-- start --
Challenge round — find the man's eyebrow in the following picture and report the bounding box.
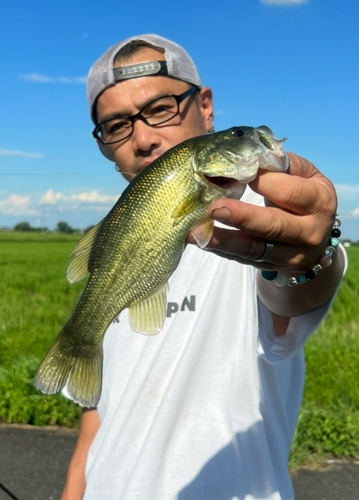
[99,92,174,125]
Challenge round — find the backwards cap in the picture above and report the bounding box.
[87,35,202,120]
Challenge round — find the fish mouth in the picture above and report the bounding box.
[204,175,246,199]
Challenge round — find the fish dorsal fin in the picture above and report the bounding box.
[67,221,102,283]
[192,220,214,248]
[172,189,203,223]
[129,283,168,335]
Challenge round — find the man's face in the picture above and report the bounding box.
[97,48,212,181]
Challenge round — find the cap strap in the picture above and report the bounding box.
[113,61,168,82]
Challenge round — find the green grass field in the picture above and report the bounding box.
[0,232,359,468]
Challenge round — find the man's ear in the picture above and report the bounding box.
[96,139,116,162]
[199,87,214,132]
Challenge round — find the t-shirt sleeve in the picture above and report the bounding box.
[257,247,348,364]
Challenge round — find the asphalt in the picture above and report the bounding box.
[0,425,359,500]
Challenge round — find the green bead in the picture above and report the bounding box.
[261,271,278,281]
[297,274,307,285]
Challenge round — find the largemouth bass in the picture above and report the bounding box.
[34,126,288,407]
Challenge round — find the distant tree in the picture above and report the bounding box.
[14,222,33,231]
[56,221,74,234]
[84,225,95,234]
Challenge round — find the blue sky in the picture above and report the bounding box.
[0,0,359,241]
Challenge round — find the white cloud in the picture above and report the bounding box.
[71,189,118,203]
[335,184,359,200]
[260,0,309,7]
[39,189,67,205]
[39,189,118,206]
[19,73,87,84]
[0,149,44,159]
[0,194,38,215]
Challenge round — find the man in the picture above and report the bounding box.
[62,35,345,500]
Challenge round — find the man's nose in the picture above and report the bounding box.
[132,120,161,151]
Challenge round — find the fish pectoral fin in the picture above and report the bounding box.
[172,189,203,224]
[192,220,214,248]
[67,221,103,283]
[129,283,168,335]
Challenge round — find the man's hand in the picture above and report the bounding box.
[189,153,343,316]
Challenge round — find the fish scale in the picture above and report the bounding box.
[34,127,288,407]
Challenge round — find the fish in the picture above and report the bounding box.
[34,126,289,407]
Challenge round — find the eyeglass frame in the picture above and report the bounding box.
[92,87,199,146]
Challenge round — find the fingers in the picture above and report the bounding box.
[189,154,337,276]
[250,153,337,215]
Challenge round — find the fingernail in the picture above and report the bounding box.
[210,207,231,222]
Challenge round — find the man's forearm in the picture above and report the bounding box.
[61,408,100,500]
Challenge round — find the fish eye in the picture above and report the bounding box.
[232,127,244,137]
[259,135,273,149]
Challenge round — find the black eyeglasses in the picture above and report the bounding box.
[92,87,198,144]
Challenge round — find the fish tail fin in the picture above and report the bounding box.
[34,327,103,408]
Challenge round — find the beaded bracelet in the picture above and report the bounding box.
[261,219,341,287]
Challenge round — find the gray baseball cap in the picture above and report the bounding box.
[87,35,202,121]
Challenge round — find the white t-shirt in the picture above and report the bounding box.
[84,190,344,500]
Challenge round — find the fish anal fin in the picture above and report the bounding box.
[191,220,214,248]
[34,327,103,408]
[129,283,168,335]
[67,221,102,283]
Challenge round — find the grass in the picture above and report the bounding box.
[0,232,359,469]
[0,233,83,426]
[290,247,359,468]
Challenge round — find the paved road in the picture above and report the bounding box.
[0,425,359,500]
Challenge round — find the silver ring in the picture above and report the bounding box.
[254,240,274,262]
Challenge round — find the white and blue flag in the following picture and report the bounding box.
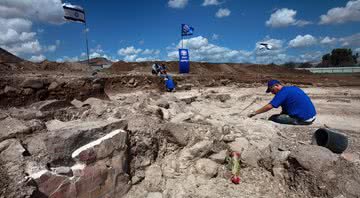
-- end --
> _Given instruction_: Rewrite all the records above as a numbered list with no blank lines, leaving out the pictures.

> _Completed task_:
1. Challenge round — find the man's eyebrow in the following picture and report the bounding box.
2. [99,92,174,125]
3. Challenge round — find the backwards cap in the picture above and report the bounding box.
4. [87,35,202,120]
5. Challenge round — find the fish mouth in the picture above and report the bounding box.
6. [204,175,246,199]
7. Challenge round — find the fish dorsal fin in the picture above and report the bounding box.
8. [67,221,102,283]
9. [192,220,214,248]
10. [172,189,203,223]
11. [129,283,168,335]
12. Challenge round — find the man's face in the picture above and report the bounding box.
13. [97,48,212,181]
14. Challenge round — find the cap strap in the picture above and report the bounding box.
15. [113,61,168,82]
16. Challenge round — find the green grass field in the picture above and report the bounding box.
17. [0,232,359,468]
18. Challenge round — find the man's ear in the picture above and report the bounding box.
19. [96,139,116,162]
20. [199,87,214,132]
21. Challenge round — find the t-shirt sleeve in the picture above and report the bounding box.
22. [257,247,348,364]
23. Challenge round — find the asphalt in the picture above and report the bounding box.
24. [0,425,359,500]
25. Challenge round — find the green bead in the picture above and report the bounding box.
26. [261,271,278,281]
27. [297,274,307,285]
28. Challenge round — find the largemouth bass in the picture above and report the bounding box.
29. [34,126,288,407]
30. Challenge round — find the distant tree in the picture above and report the bounding box.
31. [14,222,33,231]
32. [56,221,74,234]
33. [84,225,95,234]
34. Challenge round — find the blue sky in the picture above and report the bounding box.
35. [0,0,359,241]
36. Challenge round — find the white cloud in the picture above and report the bounding box.
37. [71,189,118,203]
38. [335,184,359,200]
39. [260,0,309,7]
40. [39,189,67,205]
41. [39,189,118,206]
42. [19,73,87,84]
43. [0,149,44,159]
44. [0,194,38,215]
45. Challenge round — find the man in the picture above and report the bounding box.
46. [62,35,345,500]
47. Challenge round — find the man's nose in the picture above and report the bounding box.
48. [132,120,161,151]
49. Challenge round — find the fish pectoral fin in the picture above and report the bounding box.
50. [172,189,203,224]
51. [192,220,214,248]
52. [67,221,103,283]
53. [129,283,168,335]
54. Challenge round — find the man's hand in the picture above and report the bounding box.
55. [189,153,343,316]
56. Challenge round — find the fish scale in the picture above and report the bounding box.
57. [34,127,288,407]
58. Challenge round — find the fish in the picture above and report the bounding box.
59. [34,126,289,407]
60. Challenge round — find the eyeglass frame in the picture above and report the bounding box.
61. [92,87,199,146]
62. Challenge round — find the fingers in the picture above and report the bounding box.
63. [189,154,337,276]
64. [250,153,337,215]
65. Challenge round — find the fingernail in the picture above and report the bounding box.
66. [210,207,231,222]
67. Challenge round — find the man's forearm in the picture above and report the bounding box.
68. [61,408,100,500]
69. Challenge round — find the fish eye in the picture above and report the bounding box.
70. [232,127,244,137]
71. [259,135,273,149]
72. Challenge round — find the black eyeglasses in the picture above and report the bounding box.
73. [92,87,198,144]
74. Challenge round — find the fish tail fin in the picture above and report the bounding box.
75. [34,327,103,408]
76. Challenge round — find the beaded bracelet in the picture above and report the bounding box.
77. [261,219,341,287]
78. Challenge round — find the gray baseball cap in the picture above and report the bounding box.
79. [87,35,202,121]
80. Challenge round — find the white t-shirt in the picture above and report the bounding box.
81. [84,190,344,500]
82. Challenge round — find the fish anal fin in the picture above and report the bounding box.
83. [191,220,214,248]
84. [34,327,103,408]
85. [129,283,168,335]
86. [67,221,102,283]
87. Challenge round — find the grass in the picture above and report the bounding box.
88. [0,232,359,469]
89. [0,233,83,426]
90. [290,247,359,468]
91. Challenge round — find the paved road in the picture above and report the bounding box.
92. [0,425,359,500]
93. Challenge round — find the silver ring in the picture above and report the bounding box.
94. [254,240,274,262]
95. Challenge round — find the white and blue flag in the following picture and report the bounding box.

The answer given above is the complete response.